** Opening Text block **
Artist's Talk: Ruth Fine presented by the Open Space Conversations Series and Beyond Boundaries: Feminine Forms
Please join the Open Space Conversation Series, hosted by Dean Walters, the Museum Studies program, Special Collections, and the curators of Beyond Boundaries: Feminine Forms for a lecture by curator and artist, Ruth Fine.
The talk will be held Wednesday, November 15th from 12-1pm in the Rare Book Room, Canaday Library.
From the artist’s biography: "Fine was a curator for the National Gallery of Art, Washington, from 1972-2012, first as curator of Lessing J. Rosenwald’s Collection at Alverthorpe Gallery, Jenkintown, PA (through 1980 when the collection was moved to Washington after Rosenwalds’ death), then of Modern Prints and Drawings through 2002, and of Special Projects in Modern Art until she left Washington in 2012. She organized exhibitions of work by American artists including Romare Bearden, Helen Frankenthaler, Jasper Johns, Roy Lichtenstein, John Marin, and Georgia O'Keeffe and contemporary print-publishing workshops such as Crown Point Press, Gemini G.E.L., and Graphic studio, U.S.F.
** Closing Text block **
** Opening Provided data block **
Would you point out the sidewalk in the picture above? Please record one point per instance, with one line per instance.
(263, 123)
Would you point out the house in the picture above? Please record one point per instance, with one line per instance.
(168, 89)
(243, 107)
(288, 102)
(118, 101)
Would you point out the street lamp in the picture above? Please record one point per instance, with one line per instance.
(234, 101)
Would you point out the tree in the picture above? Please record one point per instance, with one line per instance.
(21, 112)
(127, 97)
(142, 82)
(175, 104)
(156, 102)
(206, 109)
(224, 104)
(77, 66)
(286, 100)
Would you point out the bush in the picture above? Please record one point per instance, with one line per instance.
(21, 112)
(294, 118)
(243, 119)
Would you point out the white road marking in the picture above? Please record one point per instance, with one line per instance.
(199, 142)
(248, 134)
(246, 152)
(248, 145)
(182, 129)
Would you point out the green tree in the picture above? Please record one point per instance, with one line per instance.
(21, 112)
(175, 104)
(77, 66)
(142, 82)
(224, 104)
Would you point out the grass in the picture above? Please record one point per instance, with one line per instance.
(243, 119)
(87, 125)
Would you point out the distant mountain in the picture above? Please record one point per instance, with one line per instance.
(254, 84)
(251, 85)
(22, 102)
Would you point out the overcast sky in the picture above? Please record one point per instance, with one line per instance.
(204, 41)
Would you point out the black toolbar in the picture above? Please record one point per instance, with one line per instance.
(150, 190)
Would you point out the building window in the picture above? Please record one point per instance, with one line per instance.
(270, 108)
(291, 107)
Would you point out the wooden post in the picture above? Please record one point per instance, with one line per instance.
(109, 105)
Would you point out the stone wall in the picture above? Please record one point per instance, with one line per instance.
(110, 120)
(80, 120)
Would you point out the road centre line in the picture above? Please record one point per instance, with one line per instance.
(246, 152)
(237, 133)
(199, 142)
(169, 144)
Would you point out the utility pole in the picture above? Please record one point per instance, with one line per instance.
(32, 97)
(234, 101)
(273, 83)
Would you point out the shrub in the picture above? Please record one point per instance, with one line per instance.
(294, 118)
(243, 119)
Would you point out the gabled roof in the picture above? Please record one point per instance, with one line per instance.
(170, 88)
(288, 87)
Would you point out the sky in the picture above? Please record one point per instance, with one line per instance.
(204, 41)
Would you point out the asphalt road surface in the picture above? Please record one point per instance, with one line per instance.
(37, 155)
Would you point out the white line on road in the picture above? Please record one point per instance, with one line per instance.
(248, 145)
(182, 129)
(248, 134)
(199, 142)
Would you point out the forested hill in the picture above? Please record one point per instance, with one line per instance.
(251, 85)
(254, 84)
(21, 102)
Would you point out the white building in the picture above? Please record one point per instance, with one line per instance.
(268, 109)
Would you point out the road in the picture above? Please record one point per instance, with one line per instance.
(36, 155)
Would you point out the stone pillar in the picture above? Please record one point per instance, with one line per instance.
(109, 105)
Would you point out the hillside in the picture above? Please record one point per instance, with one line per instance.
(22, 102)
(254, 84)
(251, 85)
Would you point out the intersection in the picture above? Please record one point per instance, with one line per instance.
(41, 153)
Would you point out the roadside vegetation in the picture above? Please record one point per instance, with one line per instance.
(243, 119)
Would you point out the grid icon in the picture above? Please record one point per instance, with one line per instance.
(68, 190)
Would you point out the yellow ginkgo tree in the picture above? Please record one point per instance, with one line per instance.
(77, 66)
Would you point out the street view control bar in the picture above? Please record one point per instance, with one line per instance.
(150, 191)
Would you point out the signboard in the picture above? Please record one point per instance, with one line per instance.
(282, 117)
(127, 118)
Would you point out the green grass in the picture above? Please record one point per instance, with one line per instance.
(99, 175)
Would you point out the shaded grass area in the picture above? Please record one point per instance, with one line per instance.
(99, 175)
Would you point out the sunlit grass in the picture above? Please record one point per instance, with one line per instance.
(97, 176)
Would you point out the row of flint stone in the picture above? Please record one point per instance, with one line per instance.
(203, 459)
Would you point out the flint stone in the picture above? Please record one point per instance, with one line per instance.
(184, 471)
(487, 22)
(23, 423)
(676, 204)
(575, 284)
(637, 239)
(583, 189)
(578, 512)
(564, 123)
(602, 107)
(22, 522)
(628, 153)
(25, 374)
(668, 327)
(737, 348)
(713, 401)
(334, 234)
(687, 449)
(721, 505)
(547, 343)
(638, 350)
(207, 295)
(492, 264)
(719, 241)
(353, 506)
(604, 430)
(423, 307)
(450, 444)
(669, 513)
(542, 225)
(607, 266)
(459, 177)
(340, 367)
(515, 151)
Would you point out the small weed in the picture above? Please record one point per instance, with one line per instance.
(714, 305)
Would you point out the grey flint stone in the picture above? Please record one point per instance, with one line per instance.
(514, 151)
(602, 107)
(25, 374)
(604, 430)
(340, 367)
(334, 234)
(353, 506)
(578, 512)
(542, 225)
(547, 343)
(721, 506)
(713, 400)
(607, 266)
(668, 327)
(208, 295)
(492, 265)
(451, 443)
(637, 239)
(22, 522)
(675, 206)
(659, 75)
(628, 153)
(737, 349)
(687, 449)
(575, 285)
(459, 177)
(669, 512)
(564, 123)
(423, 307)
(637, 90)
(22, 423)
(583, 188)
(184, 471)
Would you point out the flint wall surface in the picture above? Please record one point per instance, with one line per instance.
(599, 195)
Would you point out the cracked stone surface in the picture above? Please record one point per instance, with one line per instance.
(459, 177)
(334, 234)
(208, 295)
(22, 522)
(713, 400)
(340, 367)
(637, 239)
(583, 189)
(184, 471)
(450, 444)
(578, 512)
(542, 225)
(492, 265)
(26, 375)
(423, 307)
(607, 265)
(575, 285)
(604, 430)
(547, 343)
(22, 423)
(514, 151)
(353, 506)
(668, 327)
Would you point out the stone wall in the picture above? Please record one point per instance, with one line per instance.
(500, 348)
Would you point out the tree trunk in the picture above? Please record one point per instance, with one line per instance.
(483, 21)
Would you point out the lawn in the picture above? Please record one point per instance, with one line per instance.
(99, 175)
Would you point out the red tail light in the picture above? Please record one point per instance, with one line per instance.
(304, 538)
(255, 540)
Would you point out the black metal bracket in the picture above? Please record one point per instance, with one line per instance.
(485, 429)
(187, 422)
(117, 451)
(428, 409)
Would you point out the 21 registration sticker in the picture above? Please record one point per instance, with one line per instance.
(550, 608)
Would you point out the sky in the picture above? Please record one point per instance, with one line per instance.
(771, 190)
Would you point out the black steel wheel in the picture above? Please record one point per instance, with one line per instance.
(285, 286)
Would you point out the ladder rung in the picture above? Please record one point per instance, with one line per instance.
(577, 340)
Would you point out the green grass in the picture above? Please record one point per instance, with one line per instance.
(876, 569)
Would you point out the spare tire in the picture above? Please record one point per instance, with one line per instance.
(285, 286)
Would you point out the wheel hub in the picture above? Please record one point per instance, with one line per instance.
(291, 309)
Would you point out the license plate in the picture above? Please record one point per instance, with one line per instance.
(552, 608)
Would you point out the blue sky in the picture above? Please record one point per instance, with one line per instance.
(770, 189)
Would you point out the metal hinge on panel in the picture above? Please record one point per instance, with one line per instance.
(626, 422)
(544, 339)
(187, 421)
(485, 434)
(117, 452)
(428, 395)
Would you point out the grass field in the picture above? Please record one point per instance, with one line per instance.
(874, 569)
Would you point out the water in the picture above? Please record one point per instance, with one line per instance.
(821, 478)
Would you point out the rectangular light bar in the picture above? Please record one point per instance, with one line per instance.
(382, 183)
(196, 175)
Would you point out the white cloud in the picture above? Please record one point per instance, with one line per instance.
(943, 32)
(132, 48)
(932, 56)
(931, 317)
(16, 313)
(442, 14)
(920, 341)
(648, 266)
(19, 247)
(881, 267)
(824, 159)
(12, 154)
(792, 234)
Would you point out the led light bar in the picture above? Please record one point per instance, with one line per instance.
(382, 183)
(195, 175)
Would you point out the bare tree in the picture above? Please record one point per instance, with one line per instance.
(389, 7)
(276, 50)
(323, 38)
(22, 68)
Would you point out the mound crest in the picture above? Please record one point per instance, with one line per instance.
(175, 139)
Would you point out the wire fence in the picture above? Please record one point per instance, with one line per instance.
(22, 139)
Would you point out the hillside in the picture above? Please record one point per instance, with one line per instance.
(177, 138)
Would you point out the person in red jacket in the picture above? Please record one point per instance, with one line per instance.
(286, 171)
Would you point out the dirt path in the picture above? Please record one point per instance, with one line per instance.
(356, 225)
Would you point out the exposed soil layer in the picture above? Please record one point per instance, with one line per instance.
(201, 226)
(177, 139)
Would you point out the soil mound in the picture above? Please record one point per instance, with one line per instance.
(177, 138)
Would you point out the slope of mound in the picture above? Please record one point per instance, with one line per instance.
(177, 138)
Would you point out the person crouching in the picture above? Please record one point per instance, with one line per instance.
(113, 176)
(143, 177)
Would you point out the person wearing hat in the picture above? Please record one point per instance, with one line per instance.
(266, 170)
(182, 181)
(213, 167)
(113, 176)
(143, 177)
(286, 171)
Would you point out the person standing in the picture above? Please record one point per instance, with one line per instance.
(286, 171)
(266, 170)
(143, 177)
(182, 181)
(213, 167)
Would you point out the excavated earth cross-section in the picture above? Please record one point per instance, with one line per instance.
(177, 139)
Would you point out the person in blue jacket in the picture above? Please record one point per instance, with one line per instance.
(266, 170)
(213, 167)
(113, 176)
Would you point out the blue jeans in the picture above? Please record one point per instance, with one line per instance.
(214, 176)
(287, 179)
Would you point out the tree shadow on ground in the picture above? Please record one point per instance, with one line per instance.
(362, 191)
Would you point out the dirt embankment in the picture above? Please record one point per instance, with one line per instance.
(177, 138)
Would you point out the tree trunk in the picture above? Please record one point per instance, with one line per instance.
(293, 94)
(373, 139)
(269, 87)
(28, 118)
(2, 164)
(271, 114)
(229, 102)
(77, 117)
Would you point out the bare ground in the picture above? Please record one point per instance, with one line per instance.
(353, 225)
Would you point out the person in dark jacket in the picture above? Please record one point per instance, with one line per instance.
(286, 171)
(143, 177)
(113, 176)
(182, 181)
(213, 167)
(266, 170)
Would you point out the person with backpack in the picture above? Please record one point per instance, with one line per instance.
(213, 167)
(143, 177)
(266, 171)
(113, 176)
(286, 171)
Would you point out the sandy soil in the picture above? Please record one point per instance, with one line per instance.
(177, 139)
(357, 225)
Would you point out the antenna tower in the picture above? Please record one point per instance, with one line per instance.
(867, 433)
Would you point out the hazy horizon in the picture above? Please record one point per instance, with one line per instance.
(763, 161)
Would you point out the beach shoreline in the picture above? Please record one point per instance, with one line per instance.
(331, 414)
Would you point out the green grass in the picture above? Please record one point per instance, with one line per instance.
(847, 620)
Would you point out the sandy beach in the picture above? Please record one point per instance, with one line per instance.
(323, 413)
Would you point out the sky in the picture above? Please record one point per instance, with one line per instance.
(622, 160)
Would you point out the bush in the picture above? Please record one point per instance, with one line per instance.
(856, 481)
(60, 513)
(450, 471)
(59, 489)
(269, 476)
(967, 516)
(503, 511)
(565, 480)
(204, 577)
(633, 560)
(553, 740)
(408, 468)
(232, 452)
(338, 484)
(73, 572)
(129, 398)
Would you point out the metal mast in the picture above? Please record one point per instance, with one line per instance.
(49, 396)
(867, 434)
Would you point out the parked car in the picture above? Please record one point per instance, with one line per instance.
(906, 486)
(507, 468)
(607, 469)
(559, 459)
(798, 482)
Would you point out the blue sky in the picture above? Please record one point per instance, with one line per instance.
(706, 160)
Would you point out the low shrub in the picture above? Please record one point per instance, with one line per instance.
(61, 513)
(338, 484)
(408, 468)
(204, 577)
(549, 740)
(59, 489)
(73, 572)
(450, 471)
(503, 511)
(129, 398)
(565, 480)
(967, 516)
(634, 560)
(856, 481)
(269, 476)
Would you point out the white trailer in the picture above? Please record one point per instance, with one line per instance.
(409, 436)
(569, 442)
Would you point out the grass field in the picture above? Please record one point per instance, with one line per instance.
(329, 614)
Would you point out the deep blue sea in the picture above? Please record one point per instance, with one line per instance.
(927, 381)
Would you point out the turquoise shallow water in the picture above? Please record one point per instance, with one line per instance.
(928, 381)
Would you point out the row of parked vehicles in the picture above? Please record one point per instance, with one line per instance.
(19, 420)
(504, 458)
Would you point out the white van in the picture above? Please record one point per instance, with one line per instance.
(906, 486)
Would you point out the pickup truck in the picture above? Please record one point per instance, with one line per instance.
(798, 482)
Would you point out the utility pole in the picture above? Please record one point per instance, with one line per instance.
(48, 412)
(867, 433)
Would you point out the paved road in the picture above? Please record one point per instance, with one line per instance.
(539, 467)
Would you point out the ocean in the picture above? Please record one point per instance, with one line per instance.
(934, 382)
** Closing Provided data block **
Task item A.
Answer these questions using the talk announcement.
(i) In what room and library will the talk be held?
(ii) During which years was Fine a curator for the National Gallery of Art, Washington?
(iii) In what year was Lessing J. Rosenwald's Collection moved to Washington?
Task item B. Reproduce everything in the talk announcement from "The talk will" down to "Graphic studio, U.S.F.".

Solution A.
(i) The Rare Book Room, Canaday Library
(ii) 1972-2012
(iii) 1980

Solution B.
The talk will be held Wednesday, November 15th from 12-1pm in the Rare Book Room, Canaday Library.
From the artist’s biography: "Fine was a curator for the National Gallery of Art, Washington, from 1972-2012, first as curator of Lessing J. Rosenwald’s Collection at Alverthorpe Gallery, Jenkintown, PA (through 1980 when the collection was moved to Washington after Rosenwalds’ death), then of Modern Prints and Drawings through 2002, and of Special Projects in Modern Art until she left Washington in 2012. She organized exhibitions of work by American artists including Romare Bearden, Helen Frankenthaler, Jasper Johns, Roy Lichtenstein, John Marin, and Georgia O'Keeffe and contemporary print-publishing workshops such as Crown Point Press, Gemini G.E.L., and Graphic studio, U.S.F.